▸ **Text extract**
────────
Tuesday, September 2, 2014

It's That Time of the Year Again

There are a couple times each year when the activity in the Harry Potter fandom flares up again even now. Years after the last film and even more years after the last book, Harry Potter still appears seemingly out of nowhere. On the second of May, to remember and commemorate the Battle Of Hogwarts, with tributes to the fallen and praises to the heroes. On the thirty-first of July, to celebrate Harry's birthday. On Hallowe'en, to remember the deaths of Lily and James Potter and the Boy Who Lived.
And, like now, around the first of September, when the Hogwarts Express leaves King's Cross at eleven o'clock in the morning to take the students to the castle - some going for the first time, nervous and excited. Others feel like they are coming home. Older students, and, well, we. The people who for a large part have grown up in the wizarding world, we who have followed Harry from his cupboard under the stairs all the way to the final battle. Although it seems to be over, we are still there, and still in love with the world J.K. Rowling showed to us all those years ago.
I first read Harry Potter in fourth grade, it was December and I was nine years old. There were only six books out at that time, and I read all of them over the course of two weeks. I stayed up way past my bedtime - in case of the Chamber of Secrets, until two in the morning. (Now that I think about it, that may have been the point where my parents gave up trying to give me a bedtime.) I used every free moment to read. I read in bed, in the car, on my way to school, in school... I had never been captured by a book this much. I've always been a passionate reader but I had never been this intense.
────────
▸ **Data shown**

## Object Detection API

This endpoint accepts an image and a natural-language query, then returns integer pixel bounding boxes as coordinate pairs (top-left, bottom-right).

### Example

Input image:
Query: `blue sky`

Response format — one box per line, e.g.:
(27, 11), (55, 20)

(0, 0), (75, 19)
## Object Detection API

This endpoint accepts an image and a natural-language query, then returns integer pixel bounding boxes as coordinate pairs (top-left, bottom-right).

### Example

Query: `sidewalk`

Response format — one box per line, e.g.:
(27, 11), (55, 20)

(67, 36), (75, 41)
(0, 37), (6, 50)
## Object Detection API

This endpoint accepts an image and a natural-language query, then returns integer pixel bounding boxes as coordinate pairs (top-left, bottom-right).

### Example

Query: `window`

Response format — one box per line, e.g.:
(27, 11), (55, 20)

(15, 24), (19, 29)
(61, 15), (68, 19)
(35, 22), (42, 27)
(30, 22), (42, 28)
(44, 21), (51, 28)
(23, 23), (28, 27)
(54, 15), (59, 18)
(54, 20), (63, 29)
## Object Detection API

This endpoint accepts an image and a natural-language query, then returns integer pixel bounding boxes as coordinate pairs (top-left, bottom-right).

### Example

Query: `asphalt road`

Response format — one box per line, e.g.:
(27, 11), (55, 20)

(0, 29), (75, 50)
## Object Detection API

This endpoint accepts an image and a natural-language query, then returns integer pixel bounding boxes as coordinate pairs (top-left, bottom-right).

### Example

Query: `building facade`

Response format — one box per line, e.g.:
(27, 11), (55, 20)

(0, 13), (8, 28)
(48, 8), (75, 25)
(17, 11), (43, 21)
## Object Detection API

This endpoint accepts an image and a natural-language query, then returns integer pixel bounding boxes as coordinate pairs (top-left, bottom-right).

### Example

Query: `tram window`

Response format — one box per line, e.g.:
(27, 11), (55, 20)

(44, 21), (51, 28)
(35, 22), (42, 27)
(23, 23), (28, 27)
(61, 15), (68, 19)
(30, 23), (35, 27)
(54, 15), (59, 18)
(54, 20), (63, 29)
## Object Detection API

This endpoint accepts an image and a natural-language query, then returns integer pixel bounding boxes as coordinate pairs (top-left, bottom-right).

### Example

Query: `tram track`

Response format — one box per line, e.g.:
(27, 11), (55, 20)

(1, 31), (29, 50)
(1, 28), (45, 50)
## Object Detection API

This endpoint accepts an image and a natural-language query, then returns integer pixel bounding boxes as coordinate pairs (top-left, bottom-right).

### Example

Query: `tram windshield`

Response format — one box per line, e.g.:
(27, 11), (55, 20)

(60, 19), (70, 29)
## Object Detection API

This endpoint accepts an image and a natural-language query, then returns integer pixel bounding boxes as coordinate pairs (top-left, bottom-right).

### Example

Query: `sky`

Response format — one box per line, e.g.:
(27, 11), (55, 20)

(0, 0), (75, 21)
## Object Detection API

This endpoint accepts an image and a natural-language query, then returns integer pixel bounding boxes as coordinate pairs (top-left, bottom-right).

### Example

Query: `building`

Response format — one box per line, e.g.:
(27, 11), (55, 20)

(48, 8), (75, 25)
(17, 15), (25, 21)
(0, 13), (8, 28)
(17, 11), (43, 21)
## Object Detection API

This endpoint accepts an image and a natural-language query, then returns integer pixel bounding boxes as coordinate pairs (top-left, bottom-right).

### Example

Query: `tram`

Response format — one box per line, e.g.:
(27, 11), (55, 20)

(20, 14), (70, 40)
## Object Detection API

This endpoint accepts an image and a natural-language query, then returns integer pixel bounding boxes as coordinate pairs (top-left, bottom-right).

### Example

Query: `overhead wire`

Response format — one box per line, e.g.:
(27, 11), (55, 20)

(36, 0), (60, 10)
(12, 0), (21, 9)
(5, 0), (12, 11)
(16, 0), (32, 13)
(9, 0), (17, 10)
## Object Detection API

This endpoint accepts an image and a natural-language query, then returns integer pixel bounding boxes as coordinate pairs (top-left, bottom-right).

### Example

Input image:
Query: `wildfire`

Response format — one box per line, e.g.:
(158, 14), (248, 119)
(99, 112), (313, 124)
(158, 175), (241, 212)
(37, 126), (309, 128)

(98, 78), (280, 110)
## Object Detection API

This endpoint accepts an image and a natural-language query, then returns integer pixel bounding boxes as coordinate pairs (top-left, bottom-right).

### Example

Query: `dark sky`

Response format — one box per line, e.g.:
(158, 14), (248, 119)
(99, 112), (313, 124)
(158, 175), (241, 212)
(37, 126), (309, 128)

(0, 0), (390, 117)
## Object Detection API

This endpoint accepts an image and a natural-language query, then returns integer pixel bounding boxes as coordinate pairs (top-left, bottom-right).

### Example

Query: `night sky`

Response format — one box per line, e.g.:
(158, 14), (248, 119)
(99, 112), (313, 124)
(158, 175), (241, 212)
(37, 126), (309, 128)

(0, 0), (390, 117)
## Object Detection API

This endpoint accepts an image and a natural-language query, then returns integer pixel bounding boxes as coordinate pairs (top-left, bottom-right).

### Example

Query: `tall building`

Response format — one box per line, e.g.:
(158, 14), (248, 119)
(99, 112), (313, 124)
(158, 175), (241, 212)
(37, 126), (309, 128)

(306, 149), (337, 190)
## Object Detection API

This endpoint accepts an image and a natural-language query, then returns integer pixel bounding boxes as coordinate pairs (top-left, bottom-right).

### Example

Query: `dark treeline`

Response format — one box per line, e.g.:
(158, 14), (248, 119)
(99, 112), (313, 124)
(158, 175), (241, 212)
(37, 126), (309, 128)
────────
▸ **Challenge**
Write out the blog post about Harry Potter word for word, everything from "It's That Time" down to "Boy Who Lived.". Rely only on the blog post about Harry Potter.

▸ **Output below**
It's That Time of the Year Again

There are a couple times each year when the activity in the Harry Potter fandom flares up again even now. Years after the last film and even more years after the last book, Harry Potter still appears seemingly out of nowhere. On the second of May, to remember and commemorate the Battle Of Hogwarts, with tributes to the fallen and praises to the heroes. On the thirty-first of July, to celebrate Harry's birthday. On Hallowe'en, to remember the deaths of Lily and James Potter and the Boy Who Lived.